§ WHAT THE EXERCISE ASKS
From the entries below, pull out each line where "wedge" appears.

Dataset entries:
⟨

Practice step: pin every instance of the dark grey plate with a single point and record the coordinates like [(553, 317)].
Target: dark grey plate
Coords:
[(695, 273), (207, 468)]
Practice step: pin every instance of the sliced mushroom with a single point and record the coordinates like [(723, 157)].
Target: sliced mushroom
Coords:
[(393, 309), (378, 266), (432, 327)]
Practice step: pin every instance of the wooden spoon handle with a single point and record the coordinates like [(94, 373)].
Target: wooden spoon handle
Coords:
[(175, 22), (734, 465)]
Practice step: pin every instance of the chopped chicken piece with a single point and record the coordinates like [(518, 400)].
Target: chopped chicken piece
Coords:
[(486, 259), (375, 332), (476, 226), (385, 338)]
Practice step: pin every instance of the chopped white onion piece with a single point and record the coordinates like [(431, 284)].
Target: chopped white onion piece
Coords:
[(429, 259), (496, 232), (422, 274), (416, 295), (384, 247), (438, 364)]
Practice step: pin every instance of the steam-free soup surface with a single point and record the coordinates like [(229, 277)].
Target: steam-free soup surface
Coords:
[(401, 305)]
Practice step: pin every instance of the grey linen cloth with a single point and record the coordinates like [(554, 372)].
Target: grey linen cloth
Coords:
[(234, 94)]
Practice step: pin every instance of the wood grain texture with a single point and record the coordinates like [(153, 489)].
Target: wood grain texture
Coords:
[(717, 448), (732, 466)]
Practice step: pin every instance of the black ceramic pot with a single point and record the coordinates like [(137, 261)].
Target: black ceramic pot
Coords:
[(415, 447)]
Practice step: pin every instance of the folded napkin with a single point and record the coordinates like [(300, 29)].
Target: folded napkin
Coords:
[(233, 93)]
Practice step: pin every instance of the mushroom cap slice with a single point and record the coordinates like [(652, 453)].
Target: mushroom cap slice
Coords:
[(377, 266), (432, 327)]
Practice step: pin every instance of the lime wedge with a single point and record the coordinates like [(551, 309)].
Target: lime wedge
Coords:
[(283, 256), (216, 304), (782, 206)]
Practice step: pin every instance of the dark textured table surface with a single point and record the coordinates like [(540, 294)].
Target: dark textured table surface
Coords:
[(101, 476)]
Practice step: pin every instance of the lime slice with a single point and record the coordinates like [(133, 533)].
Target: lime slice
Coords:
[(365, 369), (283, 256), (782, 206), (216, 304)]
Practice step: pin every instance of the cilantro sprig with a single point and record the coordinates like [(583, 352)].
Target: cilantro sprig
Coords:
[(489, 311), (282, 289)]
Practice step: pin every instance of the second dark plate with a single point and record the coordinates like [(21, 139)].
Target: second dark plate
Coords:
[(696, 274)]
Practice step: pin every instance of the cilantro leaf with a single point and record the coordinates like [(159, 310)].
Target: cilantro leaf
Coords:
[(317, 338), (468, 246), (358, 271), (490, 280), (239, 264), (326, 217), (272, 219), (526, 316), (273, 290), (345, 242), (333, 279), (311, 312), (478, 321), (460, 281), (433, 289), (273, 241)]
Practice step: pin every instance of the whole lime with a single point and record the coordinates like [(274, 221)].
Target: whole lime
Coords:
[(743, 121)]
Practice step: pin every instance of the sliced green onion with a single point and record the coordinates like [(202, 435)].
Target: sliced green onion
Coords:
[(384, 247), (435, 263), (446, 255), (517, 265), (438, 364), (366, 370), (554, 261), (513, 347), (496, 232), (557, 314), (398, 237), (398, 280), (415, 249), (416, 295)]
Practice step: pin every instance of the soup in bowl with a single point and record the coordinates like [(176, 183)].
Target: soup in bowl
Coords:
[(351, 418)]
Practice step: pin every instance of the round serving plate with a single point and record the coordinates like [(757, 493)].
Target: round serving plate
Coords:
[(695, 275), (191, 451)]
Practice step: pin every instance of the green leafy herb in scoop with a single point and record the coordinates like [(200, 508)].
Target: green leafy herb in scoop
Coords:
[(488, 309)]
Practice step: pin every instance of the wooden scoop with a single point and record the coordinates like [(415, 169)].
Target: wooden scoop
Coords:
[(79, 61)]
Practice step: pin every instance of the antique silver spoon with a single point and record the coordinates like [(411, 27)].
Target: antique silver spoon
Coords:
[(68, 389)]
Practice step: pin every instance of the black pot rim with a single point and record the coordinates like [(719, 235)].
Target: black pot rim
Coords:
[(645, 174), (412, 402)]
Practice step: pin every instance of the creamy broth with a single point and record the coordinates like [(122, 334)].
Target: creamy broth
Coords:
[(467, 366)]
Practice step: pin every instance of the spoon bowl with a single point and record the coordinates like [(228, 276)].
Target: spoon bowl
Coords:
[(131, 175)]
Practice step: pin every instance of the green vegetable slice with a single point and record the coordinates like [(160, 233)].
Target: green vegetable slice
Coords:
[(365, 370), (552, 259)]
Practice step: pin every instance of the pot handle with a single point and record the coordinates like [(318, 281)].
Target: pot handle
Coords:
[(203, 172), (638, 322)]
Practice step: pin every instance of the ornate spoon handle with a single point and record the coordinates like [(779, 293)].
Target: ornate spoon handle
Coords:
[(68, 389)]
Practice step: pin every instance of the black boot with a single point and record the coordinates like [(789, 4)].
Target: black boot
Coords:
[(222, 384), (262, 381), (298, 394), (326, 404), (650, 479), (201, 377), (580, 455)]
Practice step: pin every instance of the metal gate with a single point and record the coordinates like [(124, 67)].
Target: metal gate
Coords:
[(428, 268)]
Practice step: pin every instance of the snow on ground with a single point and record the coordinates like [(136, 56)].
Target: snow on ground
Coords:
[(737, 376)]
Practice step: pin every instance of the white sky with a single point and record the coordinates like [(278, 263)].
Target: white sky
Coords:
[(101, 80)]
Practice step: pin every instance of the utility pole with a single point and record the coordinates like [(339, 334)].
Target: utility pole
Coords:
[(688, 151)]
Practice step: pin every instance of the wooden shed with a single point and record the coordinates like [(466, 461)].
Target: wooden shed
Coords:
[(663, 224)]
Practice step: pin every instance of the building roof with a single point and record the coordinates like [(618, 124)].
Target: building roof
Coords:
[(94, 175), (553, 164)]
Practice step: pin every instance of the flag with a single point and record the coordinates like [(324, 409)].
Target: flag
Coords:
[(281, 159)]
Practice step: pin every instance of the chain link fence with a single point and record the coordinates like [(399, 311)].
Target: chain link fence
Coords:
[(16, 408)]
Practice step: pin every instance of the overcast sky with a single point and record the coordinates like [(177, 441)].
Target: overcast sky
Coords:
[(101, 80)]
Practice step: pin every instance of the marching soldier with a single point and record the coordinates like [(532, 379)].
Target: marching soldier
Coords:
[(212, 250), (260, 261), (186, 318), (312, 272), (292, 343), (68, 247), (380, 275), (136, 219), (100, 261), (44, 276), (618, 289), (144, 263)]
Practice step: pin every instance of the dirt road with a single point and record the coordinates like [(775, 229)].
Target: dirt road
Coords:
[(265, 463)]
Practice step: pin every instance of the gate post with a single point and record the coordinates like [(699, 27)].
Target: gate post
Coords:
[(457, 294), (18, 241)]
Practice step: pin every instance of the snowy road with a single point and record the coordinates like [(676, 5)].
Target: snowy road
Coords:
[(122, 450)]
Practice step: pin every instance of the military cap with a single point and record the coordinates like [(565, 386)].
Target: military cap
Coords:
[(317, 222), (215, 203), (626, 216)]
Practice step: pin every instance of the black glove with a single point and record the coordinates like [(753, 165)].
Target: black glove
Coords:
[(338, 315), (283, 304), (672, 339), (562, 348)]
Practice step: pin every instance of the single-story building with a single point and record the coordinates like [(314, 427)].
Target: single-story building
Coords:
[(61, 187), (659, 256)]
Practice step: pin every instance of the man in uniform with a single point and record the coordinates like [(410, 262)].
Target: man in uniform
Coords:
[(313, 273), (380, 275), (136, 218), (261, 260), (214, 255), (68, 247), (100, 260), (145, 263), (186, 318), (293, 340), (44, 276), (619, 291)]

⟩

§ PROBLEM SOLUTION
Practice step: pin every instance of the lime wedge with a single point and record the coordinates like [(551, 309)].
Target: lime wedge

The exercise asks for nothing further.